>> start Input rows

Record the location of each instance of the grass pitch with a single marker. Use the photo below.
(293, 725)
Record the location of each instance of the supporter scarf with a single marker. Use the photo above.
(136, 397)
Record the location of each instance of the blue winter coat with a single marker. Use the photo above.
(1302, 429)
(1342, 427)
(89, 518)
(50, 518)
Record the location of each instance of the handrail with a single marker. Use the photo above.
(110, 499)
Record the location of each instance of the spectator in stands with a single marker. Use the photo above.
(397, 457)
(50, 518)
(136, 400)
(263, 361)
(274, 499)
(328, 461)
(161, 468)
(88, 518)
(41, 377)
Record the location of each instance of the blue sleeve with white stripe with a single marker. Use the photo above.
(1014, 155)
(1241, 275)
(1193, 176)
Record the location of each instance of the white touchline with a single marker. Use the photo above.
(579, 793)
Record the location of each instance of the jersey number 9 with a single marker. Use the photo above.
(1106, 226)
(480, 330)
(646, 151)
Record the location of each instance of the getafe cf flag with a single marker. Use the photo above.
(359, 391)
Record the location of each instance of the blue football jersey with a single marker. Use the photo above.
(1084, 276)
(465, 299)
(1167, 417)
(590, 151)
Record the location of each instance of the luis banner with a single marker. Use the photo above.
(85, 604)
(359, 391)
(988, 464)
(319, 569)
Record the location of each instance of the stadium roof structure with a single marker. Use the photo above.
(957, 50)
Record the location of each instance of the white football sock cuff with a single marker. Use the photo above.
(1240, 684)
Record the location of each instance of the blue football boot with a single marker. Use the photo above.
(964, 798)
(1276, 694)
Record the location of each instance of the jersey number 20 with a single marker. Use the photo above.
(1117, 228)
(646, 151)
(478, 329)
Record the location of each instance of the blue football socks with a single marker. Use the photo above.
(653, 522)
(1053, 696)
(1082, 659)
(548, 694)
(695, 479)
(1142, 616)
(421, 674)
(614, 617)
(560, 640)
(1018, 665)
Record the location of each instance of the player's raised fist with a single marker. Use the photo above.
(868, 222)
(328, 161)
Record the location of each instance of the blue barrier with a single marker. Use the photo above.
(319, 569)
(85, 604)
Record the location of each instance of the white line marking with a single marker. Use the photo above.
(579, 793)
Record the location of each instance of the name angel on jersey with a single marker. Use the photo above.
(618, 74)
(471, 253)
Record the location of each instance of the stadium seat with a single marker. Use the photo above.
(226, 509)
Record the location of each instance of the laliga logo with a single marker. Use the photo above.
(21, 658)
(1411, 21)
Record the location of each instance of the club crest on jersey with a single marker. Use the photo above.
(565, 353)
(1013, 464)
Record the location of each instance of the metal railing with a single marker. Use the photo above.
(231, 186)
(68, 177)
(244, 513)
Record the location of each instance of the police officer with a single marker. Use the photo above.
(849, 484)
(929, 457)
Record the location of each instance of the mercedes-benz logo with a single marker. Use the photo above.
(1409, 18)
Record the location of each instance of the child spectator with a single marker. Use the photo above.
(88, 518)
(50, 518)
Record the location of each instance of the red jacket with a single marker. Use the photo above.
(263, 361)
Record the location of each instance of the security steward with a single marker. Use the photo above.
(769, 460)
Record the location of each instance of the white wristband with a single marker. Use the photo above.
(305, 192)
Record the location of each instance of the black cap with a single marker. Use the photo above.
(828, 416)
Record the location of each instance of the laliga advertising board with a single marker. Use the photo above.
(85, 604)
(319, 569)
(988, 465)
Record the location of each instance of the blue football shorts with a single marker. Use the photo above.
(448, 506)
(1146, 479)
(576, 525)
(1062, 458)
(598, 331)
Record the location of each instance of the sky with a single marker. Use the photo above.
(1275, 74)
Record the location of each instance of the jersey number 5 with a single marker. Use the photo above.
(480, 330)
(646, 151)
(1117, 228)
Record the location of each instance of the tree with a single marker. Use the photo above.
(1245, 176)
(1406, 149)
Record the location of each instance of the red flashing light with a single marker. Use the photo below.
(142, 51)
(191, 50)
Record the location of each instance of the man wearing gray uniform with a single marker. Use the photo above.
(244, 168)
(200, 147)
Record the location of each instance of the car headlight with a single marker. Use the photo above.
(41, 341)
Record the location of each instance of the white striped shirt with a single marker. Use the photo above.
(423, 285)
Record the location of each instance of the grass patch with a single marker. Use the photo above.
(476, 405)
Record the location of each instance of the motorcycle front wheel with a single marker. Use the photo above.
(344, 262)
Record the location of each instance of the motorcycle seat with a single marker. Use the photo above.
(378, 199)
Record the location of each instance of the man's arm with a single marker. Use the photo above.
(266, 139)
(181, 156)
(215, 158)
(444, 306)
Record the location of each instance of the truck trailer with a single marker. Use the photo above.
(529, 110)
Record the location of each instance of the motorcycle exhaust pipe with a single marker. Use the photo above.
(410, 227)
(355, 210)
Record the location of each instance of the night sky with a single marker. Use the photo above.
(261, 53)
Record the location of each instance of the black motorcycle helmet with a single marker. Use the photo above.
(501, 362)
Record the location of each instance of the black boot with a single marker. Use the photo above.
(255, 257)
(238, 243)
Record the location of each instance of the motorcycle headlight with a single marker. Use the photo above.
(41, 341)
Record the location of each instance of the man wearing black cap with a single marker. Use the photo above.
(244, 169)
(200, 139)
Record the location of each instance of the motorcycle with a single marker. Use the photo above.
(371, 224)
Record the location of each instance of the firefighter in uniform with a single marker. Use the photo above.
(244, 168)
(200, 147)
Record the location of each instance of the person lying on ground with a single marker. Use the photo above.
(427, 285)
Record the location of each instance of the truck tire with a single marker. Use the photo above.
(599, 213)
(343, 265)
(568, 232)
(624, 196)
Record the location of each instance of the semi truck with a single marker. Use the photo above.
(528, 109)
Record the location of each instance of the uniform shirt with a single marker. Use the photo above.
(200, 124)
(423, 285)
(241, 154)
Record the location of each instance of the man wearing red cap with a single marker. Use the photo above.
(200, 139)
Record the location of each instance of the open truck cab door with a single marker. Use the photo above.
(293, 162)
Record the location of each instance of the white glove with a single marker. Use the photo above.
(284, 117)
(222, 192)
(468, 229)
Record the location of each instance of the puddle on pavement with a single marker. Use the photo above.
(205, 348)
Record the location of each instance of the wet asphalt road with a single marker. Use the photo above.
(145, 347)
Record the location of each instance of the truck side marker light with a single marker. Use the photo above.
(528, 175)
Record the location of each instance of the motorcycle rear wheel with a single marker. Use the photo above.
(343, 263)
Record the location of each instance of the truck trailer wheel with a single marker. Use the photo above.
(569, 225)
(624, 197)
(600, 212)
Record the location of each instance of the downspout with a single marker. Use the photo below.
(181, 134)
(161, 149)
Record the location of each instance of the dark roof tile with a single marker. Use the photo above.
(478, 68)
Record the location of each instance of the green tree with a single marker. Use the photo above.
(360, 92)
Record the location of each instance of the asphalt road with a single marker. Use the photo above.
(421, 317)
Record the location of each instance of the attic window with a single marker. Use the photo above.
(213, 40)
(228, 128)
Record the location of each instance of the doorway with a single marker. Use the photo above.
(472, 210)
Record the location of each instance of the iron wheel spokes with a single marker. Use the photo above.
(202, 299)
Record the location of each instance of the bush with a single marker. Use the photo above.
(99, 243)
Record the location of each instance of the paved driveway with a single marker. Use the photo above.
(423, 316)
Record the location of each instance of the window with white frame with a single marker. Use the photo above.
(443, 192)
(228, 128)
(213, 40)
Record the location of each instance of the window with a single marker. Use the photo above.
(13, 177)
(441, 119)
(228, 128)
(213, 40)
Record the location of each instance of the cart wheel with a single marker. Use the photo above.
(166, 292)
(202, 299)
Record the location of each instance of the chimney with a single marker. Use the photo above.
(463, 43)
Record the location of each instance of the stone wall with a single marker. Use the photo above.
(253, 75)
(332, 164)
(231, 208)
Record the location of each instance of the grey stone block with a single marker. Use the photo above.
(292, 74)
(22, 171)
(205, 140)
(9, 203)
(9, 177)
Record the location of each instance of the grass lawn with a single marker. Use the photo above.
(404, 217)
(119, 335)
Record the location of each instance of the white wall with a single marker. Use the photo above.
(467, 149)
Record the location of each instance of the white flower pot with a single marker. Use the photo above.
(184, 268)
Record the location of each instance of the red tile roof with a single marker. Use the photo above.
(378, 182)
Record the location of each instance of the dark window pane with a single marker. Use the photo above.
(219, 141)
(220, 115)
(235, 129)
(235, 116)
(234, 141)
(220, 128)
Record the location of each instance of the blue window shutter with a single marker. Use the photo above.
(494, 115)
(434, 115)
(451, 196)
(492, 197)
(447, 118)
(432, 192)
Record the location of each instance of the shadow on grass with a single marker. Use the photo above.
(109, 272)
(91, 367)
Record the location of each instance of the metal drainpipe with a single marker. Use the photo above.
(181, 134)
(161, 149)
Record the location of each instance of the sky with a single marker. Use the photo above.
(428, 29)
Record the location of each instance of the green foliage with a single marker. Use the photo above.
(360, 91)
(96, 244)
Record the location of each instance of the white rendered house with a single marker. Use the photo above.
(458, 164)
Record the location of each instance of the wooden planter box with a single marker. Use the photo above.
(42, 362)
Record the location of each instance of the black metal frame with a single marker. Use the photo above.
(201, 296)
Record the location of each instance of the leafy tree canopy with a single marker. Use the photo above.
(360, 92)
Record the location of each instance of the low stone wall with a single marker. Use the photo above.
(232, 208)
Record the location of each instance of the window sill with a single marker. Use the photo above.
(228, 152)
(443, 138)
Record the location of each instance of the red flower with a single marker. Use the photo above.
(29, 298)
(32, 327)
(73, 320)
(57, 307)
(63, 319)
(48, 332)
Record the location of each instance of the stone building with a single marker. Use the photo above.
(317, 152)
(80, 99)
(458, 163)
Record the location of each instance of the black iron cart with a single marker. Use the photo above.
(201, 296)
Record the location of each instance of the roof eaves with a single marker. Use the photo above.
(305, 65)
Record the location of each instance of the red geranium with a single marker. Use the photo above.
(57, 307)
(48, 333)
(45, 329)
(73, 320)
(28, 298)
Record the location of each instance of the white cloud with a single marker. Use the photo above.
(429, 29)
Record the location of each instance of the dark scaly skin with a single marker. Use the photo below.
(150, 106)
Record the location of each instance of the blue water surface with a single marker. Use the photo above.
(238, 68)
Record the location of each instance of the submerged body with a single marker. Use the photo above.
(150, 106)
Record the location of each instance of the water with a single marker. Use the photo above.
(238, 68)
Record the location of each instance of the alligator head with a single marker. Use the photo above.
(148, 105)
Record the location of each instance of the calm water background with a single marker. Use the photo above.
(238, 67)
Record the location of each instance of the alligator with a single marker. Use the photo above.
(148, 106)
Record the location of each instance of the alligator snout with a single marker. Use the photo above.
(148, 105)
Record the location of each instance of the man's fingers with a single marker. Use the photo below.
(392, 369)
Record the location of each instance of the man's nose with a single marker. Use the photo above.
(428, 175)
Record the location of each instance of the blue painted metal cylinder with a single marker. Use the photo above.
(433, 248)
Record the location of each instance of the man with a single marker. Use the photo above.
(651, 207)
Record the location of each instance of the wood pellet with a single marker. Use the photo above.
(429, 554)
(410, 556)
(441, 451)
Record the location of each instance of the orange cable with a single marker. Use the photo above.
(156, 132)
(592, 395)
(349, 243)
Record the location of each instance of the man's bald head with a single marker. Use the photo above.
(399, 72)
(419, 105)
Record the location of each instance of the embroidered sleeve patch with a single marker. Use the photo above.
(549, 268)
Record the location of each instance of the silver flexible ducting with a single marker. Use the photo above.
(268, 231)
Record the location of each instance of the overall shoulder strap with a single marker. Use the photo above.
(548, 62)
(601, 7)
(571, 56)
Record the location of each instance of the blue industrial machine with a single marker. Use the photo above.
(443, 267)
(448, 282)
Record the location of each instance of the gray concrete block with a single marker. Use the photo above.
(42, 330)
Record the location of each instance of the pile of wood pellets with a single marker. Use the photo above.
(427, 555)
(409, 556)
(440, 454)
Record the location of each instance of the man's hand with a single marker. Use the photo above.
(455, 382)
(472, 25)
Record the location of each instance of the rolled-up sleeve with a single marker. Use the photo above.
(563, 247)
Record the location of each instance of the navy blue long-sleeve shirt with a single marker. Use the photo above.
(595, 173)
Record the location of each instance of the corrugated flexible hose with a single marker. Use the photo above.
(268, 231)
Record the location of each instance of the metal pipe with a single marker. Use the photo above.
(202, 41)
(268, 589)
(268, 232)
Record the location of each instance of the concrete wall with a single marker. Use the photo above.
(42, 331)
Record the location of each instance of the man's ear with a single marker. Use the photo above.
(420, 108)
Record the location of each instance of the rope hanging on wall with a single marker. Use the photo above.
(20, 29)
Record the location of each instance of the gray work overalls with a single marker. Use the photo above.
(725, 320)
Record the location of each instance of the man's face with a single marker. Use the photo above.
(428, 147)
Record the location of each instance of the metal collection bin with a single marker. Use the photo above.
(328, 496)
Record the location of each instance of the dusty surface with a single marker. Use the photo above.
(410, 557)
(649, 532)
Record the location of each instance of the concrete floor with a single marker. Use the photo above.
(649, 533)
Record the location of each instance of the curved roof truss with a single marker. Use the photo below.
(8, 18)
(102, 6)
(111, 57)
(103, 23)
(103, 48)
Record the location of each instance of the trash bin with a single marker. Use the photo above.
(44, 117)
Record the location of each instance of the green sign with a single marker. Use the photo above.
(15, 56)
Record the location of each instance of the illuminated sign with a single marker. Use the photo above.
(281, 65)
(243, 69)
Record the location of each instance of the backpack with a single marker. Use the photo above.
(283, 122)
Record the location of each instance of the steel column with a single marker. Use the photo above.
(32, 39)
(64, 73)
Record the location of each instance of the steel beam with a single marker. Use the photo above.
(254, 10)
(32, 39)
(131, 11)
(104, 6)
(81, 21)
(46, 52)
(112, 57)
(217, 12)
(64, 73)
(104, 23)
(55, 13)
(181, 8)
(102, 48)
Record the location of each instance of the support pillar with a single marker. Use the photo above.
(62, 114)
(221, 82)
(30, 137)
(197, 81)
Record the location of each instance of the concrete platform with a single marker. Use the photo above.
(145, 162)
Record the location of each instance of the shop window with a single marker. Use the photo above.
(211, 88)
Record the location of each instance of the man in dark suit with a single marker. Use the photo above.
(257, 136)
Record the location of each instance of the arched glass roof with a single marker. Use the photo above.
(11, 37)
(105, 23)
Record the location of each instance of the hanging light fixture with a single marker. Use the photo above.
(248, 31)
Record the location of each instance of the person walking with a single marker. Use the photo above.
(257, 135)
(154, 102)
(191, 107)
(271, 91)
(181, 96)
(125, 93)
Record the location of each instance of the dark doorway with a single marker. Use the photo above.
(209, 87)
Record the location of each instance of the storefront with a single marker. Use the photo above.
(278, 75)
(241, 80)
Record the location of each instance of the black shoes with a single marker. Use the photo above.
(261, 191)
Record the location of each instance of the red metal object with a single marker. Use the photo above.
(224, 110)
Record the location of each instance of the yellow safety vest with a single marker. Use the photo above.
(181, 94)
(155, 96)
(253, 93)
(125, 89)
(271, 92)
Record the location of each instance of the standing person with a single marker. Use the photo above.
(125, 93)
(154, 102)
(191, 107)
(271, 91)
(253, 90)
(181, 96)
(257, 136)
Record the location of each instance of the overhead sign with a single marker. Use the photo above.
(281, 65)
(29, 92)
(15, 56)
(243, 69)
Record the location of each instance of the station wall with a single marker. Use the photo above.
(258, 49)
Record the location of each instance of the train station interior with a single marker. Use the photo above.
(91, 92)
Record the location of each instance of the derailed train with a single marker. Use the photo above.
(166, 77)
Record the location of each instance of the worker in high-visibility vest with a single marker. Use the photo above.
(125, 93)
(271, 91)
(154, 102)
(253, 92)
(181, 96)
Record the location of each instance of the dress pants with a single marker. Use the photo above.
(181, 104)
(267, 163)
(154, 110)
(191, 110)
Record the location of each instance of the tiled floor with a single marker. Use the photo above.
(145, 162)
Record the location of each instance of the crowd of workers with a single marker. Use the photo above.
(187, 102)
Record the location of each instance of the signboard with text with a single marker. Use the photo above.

>> end Input rows

Set problem. Reproduce only the lines from the line containing "Record the location of each instance of the standing" to the last line of the material above, both of those lines included.

Problem solution.
Record the location of each instance of the standing person with a single marker. Use the photo above.
(125, 93)
(154, 102)
(191, 107)
(271, 91)
(253, 90)
(181, 96)
(257, 136)
Record the location of each instance of the overhead sign with a single marker. Use the photo above.
(281, 65)
(29, 92)
(15, 56)
(243, 69)
Record the location of each instance of the station wall with a single marker. Use the photo above.
(258, 49)
Record the location of each instance of the train station interior with a single marker. Use the photo above.
(91, 92)
Record the location of each instance of the derailed train with a single marker. Use the photo above.
(166, 77)
Record the location of each instance of the worker in high-visibility vest with a single marker. Use the photo above.
(125, 93)
(271, 91)
(154, 102)
(253, 92)
(181, 96)
Record the location of each instance of the dress pants with a single marker. Use the photo above.
(181, 104)
(267, 163)
(154, 110)
(191, 110)
Record the location of each instance of the tiled floor with a single marker. Use the photo above.
(145, 162)
Record the location of each instance of the crowd of workers with a single marker. Use the photo above.
(187, 102)
Record the location of each instance of the signboard with text with a single marker. Use the photo above.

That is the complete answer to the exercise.